Brief:
Exact copy, no pictures: restate each entry below word for word.

----- Data for this task

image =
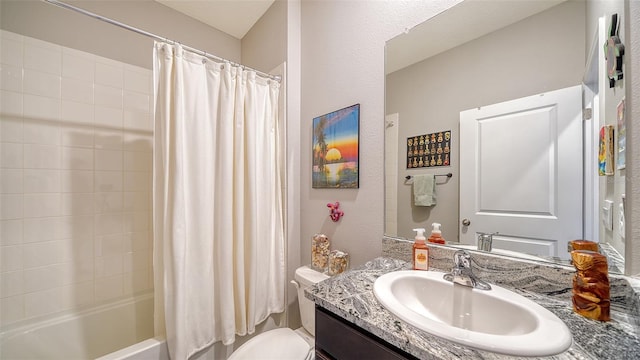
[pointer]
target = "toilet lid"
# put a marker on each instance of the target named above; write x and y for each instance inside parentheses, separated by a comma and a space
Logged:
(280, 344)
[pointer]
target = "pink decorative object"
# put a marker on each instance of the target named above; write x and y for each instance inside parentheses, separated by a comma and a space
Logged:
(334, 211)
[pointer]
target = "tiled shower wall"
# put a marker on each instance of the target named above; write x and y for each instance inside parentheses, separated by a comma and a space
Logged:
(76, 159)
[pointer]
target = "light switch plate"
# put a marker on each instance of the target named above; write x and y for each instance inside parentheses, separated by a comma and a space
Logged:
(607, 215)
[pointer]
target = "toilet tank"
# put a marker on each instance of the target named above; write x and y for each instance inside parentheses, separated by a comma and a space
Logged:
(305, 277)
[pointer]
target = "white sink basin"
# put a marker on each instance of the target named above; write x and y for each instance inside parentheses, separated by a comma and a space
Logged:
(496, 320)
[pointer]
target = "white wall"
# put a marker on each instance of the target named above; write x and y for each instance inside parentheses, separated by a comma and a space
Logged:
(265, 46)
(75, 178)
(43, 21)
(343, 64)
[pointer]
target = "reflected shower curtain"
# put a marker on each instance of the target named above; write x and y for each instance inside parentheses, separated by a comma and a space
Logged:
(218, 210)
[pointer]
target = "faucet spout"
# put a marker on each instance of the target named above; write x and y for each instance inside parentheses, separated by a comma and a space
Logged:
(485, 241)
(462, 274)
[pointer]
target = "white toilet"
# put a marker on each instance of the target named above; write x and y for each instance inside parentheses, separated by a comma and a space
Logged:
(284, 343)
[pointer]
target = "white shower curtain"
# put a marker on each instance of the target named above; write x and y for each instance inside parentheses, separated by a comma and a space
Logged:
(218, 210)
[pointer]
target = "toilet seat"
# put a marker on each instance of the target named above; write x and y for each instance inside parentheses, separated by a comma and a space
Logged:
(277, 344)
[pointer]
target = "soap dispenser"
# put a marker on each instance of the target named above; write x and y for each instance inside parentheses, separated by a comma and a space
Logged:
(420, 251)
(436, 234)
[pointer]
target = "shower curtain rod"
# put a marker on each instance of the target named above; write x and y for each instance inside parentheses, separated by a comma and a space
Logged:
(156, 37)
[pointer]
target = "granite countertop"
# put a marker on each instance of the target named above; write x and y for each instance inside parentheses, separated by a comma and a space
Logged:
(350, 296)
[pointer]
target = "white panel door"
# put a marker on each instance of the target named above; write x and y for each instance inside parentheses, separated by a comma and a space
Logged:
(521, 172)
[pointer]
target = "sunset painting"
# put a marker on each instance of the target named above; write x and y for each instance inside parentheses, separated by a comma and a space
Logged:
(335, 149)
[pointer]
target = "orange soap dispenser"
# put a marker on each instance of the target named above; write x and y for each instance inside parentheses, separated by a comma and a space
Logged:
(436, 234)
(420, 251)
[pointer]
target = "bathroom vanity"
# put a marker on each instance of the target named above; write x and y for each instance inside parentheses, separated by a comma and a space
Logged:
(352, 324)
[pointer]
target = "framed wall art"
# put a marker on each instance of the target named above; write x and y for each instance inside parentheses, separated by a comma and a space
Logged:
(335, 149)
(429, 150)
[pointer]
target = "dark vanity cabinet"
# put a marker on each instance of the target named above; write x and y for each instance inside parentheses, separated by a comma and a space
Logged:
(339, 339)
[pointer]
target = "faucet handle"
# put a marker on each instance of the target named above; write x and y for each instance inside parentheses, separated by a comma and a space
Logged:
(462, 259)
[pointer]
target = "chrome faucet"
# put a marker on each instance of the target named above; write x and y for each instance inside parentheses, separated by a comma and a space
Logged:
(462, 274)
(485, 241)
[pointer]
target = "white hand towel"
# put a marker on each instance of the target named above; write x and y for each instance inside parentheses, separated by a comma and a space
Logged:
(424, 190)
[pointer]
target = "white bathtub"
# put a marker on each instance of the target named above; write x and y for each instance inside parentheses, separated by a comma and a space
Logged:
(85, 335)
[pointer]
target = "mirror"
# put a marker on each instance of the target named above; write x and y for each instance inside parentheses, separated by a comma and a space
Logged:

----------

Answer:
image =
[pointer]
target = "toilet lid"
# put a marker on each instance of the target named above; write x and y for each instance inside parentheses, separated by a comma and a space
Logged:
(280, 344)
[pointer]
target = "pink decorative object"
# put a marker on each instance of the target named above; write x and y for each instance inside parentheses, separated by a comma and a space
Logged:
(334, 211)
[pointer]
target = "tiled shower wall"
# put a marker on each instance of the target named above; write x and y for each instance inside parentheses, separated by a comma and a space
Logged:
(76, 159)
[pointer]
target = "light switch plate"
# put a marker on each instance of the target named above; write x and y for each instance inside parentheses, separated by a comma and a space
Logged:
(607, 215)
[pointer]
target = "toilet tank"
# put a marker on each instance of the target named above; write x and y for each instance inside parentheses, separated by a comma and a space
Logged:
(305, 277)
[pointer]
target = "white sink basin"
# put a marker on each instance of the target named above; write x and y for each instance inside parentheses, separated by a comma and a space
Logged:
(496, 320)
[pointer]
target = "white wall"
# put a marker on each instance of the target named above; write x and y for each instance inside parentheses, separated by a comma and a space
Logged:
(265, 46)
(75, 178)
(43, 21)
(343, 64)
[pointer]
target = "reflected shower curtain"
# put a marker on each instance of the target named above; write x and y for each instance inside parentheses, separated by a comma and a space
Logged:
(218, 210)
[pointer]
target = "faucet spout"
# put a marker on each instance of the target named above; write x and y for each instance inside parentheses, separated by a comma and a space
Logged:
(485, 241)
(462, 274)
[pointer]
target = "white toilet"
# put a marker on each instance of the target named above; write x and y for each instance inside parentheses, separated by a comma and a space
Logged:
(284, 343)
[pointer]
target = "white shower curtain"
# put a marker on each instance of the target named above; write x and y for each instance inside parentheses, separated by a comma and a space
Logged:
(218, 210)
[pointer]
target = "toilet seat"
# put a marker on each instance of the target named above; write x and y for each instance inside parentheses, separated by a comma and a space
Logged:
(277, 344)
[pointer]
target = "soap dispenser"
# put a marker on each instance of the target named above; write x and y for each instance inside parentheses, separated by a comma and a space
Logged:
(420, 251)
(436, 234)
[pointer]
target = "shower curtain rod"
# put a marker on each instance of the target named above; write x and y for each instance inside parentheses, separated by a comma and a space
Logged:
(156, 37)
[pointer]
target = "granite countertop"
# put a marker on each instance of the target named above; write x and y for each instance inside parentheses, separated by a comma and a space
Logged:
(350, 296)
[pointer]
target = "white panel door"
# put a marker on each instance of the target named above; write x and y for each instance inside parentheses, separated by a comma and a space
Logged:
(521, 172)
[pointer]
target = "sunset painting"
# put a marker on each instance of the target named above; write x and y for each instance inside parentheses, separated by a comma and a space
Logged:
(335, 149)
[pointer]
target = "orange soap dispenser"
# put a marker on each instance of the target named above; write x and y for each instance inside parentheses, separated by a comma and a space
Logged:
(436, 234)
(420, 251)
[pointer]
target = "bathroom vanity"
# put a marker on each instance of the target named above; write x and y for each instance inside parentheses, separated by a comma and a space
Logged:
(352, 324)
[pointer]
target = "framed wall art"
# put a marker on each instance of the target named above; write x and y for each instance inside parentheses, separated by a comma and a space
Logged:
(335, 149)
(429, 150)
[pointer]
target = "dark vanity cabinet"
# put a marker on each instance of the target named above; write x and y for each instance inside parentheses, separated by a comma and a space
Logged:
(339, 339)
[pointer]
target = "faucet handle"
# put a marker on each instance of the target named above; write x and y for each instance inside parentheses, separated by a comma and a space
Logged:
(462, 259)
[pointer]
target = "chrome faucet"
# put a marker on each instance of the target named above; write x and y for each instance inside parentheses, separated by a comma and a space
Logged:
(462, 274)
(485, 241)
[pointer]
target = "white hand towel"
# put a marker on each instance of the target named above; write x and y for each instance inside parentheses, separated by a comma and a space
Logged:
(424, 190)
[pointer]
target = "white bathtub"
# put a marker on each instance of the target named above; write x and y for each instance inside parentheses, separated by a comma and a space
Logged:
(85, 335)
[pointer]
target = "mirror"
# put a marker on each instance of the target named above; write x and y for each instance inside parentheses, separated by a comma and a space
Logged:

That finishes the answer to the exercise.